◆ EXERCISE INSTRUCTIONS:
**A.** Print the text on carbon dioxide exposure below from "2. Non-dietary exposure." to "and dissipating nature.", copying every word unchanged.
**B.** In the text on carbon dioxide exposure below, what default concentration was assumed for inert ingredient residues in drinking water?

BEGIN TEXT UNDER STUDY

The Agency believes the assumptions used to estimate dietary exposures led to an extremely conservative assessment of dietary risk due to a series of compounded conservatisms. For example, the model assumes that the inert ingredients are used on all commodities and that residues will be present for every consumed commodity at the highest tolerance level residue for all food forms (including meat, milk, poultry, and eggs), using default processing factors for dried commodities and assuming that 100% of all crops are “treated” with the inert ingredient. In addition, a default concentration of 100 parts per billion (ppb) was assumed for the inert ingredient residues in drinking water. Accordingly, although sufficient information to quantify actual residue levels in food is not available, the compounding of these conservative assumptions will lead to a significant exaggeration of actual exposures. EPA does not believe that this approach underestimates exposure in the absence of residue data. Even with the extremely conservative nature of this screening level model, the estimated dietary (food and drinking water) exposures from carbon dioxide when used in pesticide formulations are 10,000 fold less than the amount of carbon dioxide naturally produced by the human body each day.
2. Non-dietary exposure. The term “residential exposure” is used in this document to refer to non-occupational, non-dietary exposure (e.g., textiles (clothing and diapers), carpets, swimming pools, and hard surface disinfection on walls, floors, tables). Obviously, humans are exposed through respiration to carbon dioxide in the atmosphere. Dietary exposure from naturally-carbonated and artificially-carbonated beverages is also ubiquitous. The discussion in this Unit focuses on additional exposures from use of carbon dioxide as a propellant in pesticide products.
i. Dermal exposure. In evaluating the potential for exposure from the use of carbon dioxide in residential pesticide products, dermal exposures of concern are not anticipated due to its physical and chemical properties and dissipating nature.
ii. Inhalation exposures. Inhalation is the primary route of exposure from carbon dioxide because of its high vapor pressure. Because of the potential increased risk to acute inhalation exposure from indoor uses, EPA used its conservative Exposure and Fate Assessment Screening Tool (E-FAST v.2.0) screening level model to estimate the potential for inhalation exposures from indoor uses of carbon dioxide as a propellant in residential pesticide products. E-Fast was developed by EPA's Office of Pollution, Prevention and Toxics as a tool to estimate concentrations of chemicals released from consumer products. Modeled estimates of concentrations and doses are designed to significantly overestimate exposures for use in a screening level assessment. For carbon dioxide, E-FAST's aerosol paint scenario was selected because it potentially resembles a use of a residential pesticide product using carbon dioxide as a propellant. This scenario estimates potential acute inhalation exposure over 20 minutes of aerosol paint use in an enclosed utility room. The Agency considers an acute inhalation exposure to be a single event occurring over a period of less than 24 hours. In this case, the E-FAST model generated estimates of exposure are expected to be greater than what is reasonably anticipated from the use of carbon dioxide as an inert ingredient in residential-use pesticide products. The concentration of carbon dioxide in aerosol paint products used in the E-FAST model was 100%. The results of the conservative E-FAST modeling show a peak concentration potential of 4,923 parts per million (ppm) (8,860 mg/m3). EPA does not expect actual exposure from residential use of carbon dioxide as a propellant as an inert ingredient in pesticide products to exceed these modeling estimates (peak concentration potential of 4,923 ppm (8,860 mg/m3)) and expects that outdoor exposure concentrations would also be lower.

END TEXT UNDER STUDY
BEGIN INPUT DATA

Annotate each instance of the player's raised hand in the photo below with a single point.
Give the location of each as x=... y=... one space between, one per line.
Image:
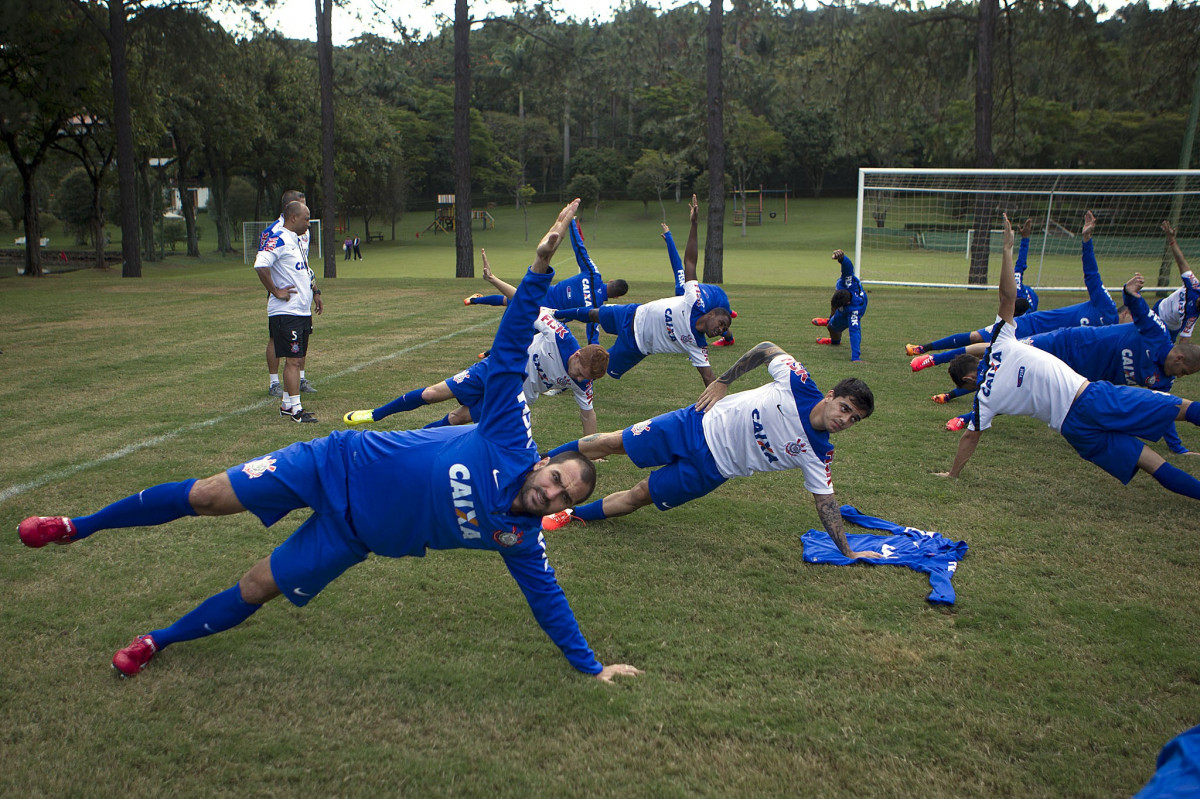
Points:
x=549 y=244
x=712 y=394
x=617 y=670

END INPUT DATA

◆ SOLUTIONS TO EACH TASK:
**A.**
2. Non-dietary exposure. The term “residential exposure” is used in this document to refer to non-occupational, non-dietary exposure (e.g., textiles (clothing and diapers), carpets, swimming pools, and hard surface disinfection on walls, floors, tables). Obviously, humans are exposed through respiration to carbon dioxide in the atmosphere. Dietary exposure from naturally-carbonated and artificially-carbonated beverages is also ubiquitous. The discussion in this Unit focuses on additional exposures from use of carbon dioxide as a propellant in pesticide products.
i. Dermal exposure. In evaluating the potential for exposure from the use of carbon dioxide in residential pesticide products, dermal exposures of concern are not anticipated due to its physical and chemical properties and dissipating nature.

**B.** A default concentration of 100 parts per billion (ppb) was assumed.